== EXERCISE PROMPT ==
Using the listing below, report each line holding the string "before".

== DATA ==

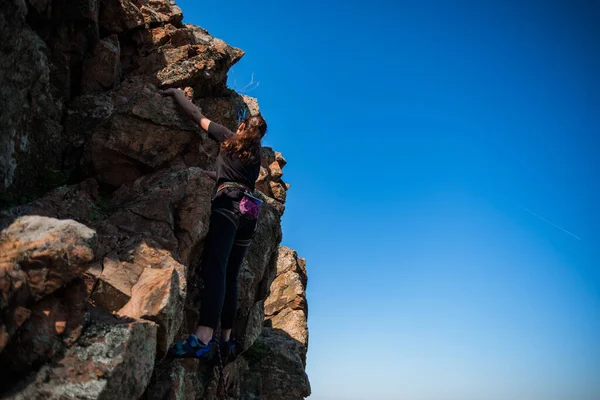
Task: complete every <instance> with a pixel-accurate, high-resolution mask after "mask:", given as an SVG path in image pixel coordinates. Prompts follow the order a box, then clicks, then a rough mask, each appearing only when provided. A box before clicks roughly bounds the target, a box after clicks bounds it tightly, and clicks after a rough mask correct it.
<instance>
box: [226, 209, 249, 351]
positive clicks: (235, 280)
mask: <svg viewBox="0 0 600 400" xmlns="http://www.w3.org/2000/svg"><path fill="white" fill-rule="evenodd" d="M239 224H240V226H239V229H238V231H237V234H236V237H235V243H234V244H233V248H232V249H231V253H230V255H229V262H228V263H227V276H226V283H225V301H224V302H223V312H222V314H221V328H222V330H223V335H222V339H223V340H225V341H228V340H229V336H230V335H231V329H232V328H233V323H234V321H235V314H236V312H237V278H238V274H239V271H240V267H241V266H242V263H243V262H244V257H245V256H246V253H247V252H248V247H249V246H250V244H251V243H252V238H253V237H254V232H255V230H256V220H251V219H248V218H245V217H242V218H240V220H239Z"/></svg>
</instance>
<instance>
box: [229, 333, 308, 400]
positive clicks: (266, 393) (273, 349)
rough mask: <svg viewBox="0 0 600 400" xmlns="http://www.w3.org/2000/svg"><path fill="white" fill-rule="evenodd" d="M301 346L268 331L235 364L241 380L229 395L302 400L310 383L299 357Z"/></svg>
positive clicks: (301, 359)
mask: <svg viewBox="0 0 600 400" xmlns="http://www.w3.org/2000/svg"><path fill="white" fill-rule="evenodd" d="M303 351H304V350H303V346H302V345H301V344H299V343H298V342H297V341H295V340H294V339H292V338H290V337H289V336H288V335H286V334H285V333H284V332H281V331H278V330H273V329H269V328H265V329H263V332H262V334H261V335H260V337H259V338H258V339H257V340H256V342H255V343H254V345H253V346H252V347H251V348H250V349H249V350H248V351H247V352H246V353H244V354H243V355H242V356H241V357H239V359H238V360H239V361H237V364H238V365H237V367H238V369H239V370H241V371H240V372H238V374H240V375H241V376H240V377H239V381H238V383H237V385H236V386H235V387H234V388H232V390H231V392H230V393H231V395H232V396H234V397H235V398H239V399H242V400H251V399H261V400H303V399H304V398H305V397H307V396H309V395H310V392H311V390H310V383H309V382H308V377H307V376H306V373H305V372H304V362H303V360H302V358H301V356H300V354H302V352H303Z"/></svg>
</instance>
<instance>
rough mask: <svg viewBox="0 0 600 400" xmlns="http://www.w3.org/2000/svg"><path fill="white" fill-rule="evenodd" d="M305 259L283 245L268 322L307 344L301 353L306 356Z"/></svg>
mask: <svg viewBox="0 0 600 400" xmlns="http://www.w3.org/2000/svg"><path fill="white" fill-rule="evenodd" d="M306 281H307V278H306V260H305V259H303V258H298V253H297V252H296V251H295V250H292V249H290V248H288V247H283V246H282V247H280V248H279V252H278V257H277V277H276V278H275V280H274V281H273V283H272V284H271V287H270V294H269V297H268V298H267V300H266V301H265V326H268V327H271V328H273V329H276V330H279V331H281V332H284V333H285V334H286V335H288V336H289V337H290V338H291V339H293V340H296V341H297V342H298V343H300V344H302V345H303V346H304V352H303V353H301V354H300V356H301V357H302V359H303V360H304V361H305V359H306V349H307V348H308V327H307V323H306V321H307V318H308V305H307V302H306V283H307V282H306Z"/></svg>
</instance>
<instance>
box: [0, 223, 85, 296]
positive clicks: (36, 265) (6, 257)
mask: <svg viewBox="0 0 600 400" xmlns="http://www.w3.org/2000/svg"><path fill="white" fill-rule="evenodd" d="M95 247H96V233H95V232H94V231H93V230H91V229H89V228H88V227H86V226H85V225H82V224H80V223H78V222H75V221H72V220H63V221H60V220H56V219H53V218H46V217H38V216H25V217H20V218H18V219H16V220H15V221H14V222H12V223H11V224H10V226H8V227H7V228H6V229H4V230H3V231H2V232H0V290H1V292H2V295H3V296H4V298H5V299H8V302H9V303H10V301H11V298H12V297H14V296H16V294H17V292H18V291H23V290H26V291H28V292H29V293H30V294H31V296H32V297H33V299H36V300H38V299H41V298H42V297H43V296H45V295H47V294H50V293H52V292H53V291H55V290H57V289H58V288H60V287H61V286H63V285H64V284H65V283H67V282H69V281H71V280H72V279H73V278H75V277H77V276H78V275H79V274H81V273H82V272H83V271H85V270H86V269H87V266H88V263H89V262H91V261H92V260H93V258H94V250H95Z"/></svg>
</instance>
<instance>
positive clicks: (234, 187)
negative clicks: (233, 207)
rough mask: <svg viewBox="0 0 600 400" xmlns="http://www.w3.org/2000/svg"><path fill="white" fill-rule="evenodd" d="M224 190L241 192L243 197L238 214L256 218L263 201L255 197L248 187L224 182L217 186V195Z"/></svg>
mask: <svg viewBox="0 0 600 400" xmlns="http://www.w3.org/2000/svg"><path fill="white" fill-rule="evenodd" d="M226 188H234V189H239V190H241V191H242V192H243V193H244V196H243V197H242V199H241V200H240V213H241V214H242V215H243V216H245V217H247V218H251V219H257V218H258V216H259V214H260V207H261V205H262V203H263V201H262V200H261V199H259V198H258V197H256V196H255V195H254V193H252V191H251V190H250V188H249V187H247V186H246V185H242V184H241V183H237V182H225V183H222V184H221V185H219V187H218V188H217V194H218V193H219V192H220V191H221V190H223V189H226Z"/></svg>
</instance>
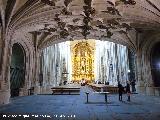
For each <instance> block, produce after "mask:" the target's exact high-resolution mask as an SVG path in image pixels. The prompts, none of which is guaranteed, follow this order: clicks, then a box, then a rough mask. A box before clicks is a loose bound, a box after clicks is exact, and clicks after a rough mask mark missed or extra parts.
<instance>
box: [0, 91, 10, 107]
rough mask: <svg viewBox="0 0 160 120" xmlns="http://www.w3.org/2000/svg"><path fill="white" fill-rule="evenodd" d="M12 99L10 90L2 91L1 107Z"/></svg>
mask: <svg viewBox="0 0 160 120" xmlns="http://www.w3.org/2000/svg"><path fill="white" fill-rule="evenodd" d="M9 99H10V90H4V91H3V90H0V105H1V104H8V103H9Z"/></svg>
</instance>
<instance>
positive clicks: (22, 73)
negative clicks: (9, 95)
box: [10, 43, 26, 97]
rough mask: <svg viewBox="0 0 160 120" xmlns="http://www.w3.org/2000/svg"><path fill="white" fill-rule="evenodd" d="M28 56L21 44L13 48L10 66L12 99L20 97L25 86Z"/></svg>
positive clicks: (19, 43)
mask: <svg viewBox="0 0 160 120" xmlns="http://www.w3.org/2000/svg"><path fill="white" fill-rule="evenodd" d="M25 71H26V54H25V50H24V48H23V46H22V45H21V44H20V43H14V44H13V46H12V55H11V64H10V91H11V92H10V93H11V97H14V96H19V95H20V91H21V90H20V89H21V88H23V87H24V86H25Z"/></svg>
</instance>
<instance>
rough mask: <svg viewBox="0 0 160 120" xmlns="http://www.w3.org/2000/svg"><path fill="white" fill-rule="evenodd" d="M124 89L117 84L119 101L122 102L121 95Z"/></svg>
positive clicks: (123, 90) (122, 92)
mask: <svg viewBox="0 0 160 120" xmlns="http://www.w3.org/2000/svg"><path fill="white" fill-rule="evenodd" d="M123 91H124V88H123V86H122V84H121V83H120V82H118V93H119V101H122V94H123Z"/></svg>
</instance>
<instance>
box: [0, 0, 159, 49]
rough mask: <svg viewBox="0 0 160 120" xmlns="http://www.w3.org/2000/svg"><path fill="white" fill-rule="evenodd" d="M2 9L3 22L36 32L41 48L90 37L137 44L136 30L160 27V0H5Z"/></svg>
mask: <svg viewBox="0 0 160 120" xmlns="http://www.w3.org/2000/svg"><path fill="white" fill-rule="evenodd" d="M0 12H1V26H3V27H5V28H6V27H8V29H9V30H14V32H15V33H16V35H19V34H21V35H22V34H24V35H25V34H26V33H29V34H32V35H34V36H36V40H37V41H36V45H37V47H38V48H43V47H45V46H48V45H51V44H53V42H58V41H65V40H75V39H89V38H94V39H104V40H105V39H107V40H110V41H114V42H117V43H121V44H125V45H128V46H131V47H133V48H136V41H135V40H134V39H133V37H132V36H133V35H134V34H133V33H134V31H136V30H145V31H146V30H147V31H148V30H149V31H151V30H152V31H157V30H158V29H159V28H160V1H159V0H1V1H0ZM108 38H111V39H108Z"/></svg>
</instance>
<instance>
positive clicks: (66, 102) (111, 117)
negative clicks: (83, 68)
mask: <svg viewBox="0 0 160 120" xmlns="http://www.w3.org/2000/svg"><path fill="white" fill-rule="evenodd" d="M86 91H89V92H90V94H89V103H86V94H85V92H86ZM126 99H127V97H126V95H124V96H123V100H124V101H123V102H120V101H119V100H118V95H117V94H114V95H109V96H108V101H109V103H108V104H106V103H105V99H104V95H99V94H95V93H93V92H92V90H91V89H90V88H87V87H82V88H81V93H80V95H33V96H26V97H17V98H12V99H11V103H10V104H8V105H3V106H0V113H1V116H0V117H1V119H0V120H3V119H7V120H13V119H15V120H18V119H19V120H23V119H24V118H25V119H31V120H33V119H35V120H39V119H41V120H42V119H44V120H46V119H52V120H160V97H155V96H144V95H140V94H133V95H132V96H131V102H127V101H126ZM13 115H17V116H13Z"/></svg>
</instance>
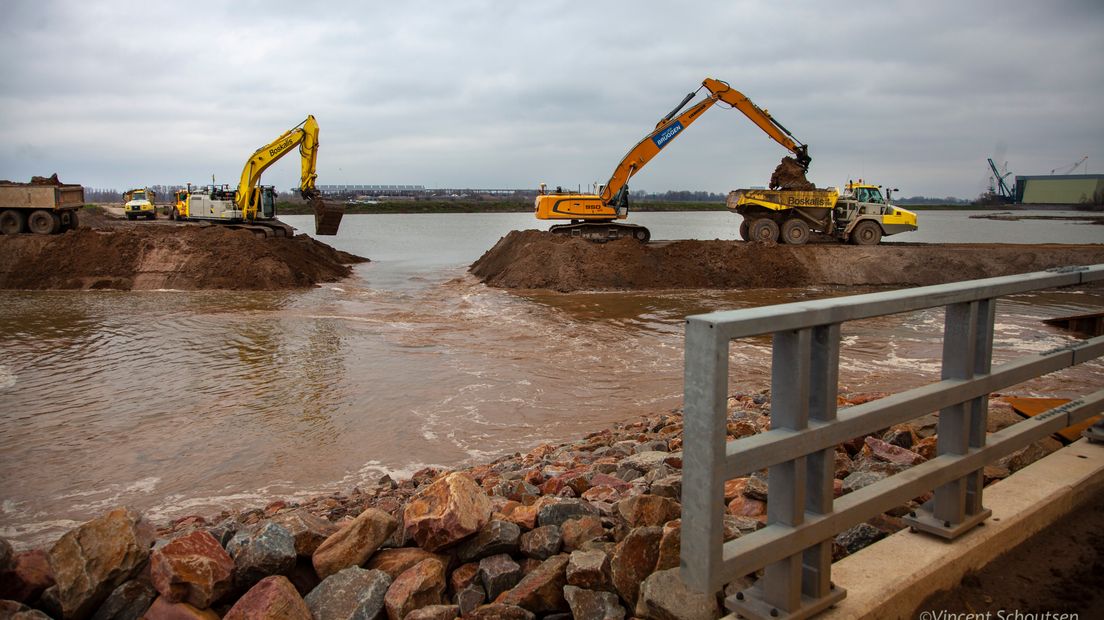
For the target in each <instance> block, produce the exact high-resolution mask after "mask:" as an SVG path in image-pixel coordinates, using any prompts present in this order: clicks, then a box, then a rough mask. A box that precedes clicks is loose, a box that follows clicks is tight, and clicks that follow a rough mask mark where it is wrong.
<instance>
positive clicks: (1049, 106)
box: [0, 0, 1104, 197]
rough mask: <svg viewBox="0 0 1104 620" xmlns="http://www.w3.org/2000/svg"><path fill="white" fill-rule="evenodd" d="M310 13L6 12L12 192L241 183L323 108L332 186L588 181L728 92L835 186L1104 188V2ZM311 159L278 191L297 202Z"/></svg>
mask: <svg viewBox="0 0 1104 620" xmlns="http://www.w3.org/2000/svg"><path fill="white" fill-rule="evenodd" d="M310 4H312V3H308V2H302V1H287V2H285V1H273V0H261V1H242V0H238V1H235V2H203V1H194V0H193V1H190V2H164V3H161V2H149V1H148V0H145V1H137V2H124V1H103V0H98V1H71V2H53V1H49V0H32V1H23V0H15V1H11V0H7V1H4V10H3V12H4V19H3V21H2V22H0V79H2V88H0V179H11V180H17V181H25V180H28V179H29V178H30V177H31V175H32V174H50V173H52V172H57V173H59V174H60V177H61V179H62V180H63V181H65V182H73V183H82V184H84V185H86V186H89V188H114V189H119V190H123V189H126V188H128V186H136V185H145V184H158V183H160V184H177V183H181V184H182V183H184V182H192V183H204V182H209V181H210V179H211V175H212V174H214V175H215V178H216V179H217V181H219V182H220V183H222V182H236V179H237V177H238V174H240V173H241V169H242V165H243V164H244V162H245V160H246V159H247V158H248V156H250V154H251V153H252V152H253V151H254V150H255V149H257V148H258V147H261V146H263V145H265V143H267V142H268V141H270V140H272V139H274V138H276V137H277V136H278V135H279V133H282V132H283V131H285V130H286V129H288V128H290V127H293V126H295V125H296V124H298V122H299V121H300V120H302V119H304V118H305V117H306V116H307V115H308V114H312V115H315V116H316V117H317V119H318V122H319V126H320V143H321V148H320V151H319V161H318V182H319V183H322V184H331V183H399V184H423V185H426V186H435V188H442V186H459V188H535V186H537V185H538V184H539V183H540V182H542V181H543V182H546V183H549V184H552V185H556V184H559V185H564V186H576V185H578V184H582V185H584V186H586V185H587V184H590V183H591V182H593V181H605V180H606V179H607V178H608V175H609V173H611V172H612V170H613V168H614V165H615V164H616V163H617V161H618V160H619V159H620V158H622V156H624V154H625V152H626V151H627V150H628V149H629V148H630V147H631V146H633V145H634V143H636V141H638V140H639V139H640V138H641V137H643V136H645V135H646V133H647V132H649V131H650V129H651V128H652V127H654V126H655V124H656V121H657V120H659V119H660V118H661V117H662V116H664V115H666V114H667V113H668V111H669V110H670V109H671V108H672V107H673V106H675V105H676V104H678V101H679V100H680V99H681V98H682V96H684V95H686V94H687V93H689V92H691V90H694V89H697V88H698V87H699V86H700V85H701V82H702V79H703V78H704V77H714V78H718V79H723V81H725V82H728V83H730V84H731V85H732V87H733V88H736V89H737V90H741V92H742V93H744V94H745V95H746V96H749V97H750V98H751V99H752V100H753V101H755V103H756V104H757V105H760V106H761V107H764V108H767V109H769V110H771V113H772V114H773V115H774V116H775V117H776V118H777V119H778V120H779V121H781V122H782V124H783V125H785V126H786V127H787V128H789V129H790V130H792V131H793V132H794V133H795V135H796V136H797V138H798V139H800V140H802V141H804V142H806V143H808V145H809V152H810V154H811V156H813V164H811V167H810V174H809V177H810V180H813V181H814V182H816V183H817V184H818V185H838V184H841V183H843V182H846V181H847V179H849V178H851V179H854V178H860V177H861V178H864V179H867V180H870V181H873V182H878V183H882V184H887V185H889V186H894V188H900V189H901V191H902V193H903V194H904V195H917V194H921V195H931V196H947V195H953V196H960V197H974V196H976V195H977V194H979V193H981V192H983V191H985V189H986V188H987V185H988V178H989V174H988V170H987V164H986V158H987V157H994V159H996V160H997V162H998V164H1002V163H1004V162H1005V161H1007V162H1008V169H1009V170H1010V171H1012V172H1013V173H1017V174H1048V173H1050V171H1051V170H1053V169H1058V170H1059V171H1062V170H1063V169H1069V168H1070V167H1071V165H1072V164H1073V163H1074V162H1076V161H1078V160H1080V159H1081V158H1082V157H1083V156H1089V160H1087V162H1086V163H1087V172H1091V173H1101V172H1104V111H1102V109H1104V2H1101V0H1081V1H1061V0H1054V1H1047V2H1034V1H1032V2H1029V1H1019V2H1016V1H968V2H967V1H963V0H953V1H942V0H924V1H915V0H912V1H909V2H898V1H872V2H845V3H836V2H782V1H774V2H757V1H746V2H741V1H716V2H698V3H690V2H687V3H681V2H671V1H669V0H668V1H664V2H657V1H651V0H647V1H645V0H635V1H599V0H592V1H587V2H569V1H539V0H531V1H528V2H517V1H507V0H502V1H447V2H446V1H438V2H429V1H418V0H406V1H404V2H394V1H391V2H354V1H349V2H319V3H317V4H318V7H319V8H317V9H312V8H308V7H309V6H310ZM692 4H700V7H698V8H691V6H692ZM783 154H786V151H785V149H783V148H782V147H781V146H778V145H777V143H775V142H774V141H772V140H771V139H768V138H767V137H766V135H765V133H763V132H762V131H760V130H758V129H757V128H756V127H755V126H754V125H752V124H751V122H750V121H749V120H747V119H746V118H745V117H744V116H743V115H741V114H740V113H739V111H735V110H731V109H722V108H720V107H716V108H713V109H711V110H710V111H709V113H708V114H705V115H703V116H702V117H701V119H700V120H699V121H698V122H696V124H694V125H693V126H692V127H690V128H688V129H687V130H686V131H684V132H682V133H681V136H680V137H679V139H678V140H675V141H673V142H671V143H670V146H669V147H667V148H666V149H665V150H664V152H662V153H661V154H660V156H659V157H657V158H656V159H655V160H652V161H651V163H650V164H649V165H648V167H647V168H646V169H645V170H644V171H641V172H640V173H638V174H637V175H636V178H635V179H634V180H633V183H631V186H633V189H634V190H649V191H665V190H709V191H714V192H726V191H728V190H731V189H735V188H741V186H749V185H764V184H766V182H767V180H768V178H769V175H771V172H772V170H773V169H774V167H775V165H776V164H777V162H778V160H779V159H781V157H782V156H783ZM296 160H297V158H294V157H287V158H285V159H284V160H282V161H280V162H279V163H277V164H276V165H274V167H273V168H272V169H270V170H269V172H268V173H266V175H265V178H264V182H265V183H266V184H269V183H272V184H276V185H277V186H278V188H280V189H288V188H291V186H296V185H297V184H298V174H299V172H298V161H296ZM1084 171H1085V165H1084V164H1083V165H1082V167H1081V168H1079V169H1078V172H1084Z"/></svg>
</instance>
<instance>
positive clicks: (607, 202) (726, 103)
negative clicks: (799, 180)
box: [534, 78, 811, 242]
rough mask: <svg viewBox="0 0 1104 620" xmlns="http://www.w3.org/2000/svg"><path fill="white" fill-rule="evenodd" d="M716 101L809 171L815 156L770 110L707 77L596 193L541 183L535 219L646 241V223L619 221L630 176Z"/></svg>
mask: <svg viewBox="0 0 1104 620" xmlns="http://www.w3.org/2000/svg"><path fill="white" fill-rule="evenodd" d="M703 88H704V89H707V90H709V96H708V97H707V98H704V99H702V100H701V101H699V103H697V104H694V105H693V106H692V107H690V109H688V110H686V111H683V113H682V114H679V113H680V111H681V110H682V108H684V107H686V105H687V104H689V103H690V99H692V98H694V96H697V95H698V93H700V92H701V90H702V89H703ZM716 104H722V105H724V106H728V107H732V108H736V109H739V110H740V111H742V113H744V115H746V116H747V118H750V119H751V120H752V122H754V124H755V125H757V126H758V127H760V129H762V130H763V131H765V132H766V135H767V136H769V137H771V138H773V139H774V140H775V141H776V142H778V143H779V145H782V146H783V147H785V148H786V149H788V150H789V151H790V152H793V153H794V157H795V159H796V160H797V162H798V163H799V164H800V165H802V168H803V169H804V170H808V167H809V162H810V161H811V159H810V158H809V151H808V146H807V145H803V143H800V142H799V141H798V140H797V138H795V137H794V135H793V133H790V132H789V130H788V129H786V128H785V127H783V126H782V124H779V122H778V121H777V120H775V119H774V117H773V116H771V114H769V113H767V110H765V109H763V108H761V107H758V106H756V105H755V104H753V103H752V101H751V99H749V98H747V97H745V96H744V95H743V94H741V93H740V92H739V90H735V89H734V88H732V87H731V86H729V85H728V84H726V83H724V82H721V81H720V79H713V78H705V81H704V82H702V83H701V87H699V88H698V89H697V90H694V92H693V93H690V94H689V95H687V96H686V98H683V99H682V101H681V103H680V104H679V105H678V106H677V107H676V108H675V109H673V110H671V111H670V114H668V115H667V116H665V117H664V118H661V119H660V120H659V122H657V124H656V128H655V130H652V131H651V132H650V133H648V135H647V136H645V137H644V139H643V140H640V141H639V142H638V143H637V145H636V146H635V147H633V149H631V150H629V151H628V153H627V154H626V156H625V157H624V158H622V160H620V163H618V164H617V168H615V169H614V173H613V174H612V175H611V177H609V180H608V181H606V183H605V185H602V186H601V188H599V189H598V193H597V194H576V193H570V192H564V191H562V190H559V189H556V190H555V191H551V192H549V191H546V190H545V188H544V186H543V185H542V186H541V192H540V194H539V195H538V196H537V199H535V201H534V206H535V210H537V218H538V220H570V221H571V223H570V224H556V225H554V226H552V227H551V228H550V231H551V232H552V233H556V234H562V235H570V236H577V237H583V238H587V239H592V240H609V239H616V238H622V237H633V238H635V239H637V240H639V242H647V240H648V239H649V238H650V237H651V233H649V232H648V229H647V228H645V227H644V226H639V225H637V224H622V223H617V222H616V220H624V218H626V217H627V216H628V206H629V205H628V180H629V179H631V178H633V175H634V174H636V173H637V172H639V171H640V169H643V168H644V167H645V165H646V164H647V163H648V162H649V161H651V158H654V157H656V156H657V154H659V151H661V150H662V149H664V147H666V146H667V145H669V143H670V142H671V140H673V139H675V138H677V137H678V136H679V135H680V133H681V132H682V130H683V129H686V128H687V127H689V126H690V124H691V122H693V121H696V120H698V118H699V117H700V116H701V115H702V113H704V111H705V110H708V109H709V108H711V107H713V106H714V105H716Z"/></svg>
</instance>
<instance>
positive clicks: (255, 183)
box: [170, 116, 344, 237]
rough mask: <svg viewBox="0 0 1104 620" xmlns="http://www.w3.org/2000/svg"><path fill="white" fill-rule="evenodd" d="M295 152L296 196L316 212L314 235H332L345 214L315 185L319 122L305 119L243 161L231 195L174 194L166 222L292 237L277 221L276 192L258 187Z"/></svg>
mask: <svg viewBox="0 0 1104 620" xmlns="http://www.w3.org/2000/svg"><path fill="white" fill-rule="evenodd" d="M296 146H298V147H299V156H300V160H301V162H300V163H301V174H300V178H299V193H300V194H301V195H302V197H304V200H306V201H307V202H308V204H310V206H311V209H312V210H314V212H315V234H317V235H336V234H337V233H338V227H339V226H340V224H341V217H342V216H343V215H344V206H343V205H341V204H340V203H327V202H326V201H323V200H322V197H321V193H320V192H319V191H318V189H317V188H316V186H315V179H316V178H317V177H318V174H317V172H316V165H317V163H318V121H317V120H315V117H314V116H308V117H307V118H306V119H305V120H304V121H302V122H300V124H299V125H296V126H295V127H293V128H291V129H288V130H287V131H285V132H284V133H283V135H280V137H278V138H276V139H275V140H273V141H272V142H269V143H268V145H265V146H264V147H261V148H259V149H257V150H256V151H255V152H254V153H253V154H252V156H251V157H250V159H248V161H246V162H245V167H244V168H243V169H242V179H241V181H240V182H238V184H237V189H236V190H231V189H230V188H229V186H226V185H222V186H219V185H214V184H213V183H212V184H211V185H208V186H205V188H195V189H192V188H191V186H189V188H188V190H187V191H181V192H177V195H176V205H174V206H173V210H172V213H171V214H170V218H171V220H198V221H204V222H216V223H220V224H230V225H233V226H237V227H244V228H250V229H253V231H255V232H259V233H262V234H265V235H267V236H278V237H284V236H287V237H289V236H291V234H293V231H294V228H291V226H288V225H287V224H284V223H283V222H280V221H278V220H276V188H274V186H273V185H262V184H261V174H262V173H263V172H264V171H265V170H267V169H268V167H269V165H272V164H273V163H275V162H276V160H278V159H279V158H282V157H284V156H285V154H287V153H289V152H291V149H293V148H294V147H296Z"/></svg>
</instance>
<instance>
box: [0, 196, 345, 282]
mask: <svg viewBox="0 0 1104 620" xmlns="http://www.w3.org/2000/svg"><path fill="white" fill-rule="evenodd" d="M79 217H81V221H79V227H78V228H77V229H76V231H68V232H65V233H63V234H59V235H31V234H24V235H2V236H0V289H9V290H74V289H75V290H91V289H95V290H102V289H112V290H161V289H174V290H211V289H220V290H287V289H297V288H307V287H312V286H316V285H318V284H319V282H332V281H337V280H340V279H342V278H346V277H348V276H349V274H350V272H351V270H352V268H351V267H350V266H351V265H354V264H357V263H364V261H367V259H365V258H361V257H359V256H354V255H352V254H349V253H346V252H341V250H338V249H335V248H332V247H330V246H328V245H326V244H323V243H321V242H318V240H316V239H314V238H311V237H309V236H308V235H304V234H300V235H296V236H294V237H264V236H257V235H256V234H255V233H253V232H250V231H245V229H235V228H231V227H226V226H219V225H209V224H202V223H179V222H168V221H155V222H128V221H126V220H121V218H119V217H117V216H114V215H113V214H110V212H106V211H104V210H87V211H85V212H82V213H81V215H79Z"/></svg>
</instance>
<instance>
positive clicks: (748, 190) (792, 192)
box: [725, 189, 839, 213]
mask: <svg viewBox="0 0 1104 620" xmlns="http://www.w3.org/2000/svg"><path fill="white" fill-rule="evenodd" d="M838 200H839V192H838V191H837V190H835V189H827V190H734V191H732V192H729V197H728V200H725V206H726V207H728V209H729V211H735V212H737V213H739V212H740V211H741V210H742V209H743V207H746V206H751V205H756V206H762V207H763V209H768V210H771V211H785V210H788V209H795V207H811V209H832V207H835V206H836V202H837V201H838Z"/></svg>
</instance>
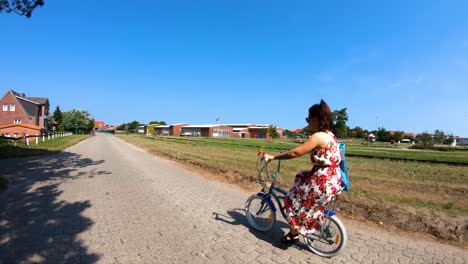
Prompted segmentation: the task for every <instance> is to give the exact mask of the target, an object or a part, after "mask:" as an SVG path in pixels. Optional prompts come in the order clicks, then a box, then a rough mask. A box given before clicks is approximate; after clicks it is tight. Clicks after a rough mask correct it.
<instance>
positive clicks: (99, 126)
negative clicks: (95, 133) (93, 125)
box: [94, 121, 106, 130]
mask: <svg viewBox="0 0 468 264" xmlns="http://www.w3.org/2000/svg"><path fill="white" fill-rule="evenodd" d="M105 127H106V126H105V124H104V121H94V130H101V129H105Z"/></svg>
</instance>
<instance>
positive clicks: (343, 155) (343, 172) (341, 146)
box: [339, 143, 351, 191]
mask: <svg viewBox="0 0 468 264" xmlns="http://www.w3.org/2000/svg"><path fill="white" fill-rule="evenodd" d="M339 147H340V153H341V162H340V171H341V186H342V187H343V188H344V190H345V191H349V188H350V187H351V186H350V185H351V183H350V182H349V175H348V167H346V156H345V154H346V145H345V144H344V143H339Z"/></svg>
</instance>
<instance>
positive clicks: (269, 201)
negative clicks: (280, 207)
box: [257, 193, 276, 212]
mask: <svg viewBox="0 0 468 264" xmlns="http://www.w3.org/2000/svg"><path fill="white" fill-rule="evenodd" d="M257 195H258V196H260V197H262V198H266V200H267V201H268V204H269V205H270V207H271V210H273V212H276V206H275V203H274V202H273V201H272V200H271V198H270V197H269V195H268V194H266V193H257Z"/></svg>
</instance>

== YOUR RESPONSE ==
Task: complete every <instance> with a pixel-accurate, high-resolution mask after "mask:", given as an SVG path in image pixel coordinates. Prompts follow the order a box, then clicks, then a rough mask, each appearing only when provided. A box before clicks roughly bounds the target, a box after clicks bounds it tightly, and clicks after a rough mask correct it.
For each <instance> block, produce after "mask:" the target's exact high-resolution mask as an SVG path in image pixels. The prompts, none of which is guaranteed, follow this order: clicks, then a box, then a rough mask. A box before clicks is a loose bound, a box after clicks is exact, and clicks after a rough mask mark missed or extra parts.
Prompted segmentation: the task for every <instance> is to give the exact mask of the target, an object or a part, after "mask:" as an SVG path in pixels. Optional prompts come in the order clicks, then a box, then a rough mask. A box given before clicks is approximate; after clicks it is tight. Clicks after a rough mask correct it.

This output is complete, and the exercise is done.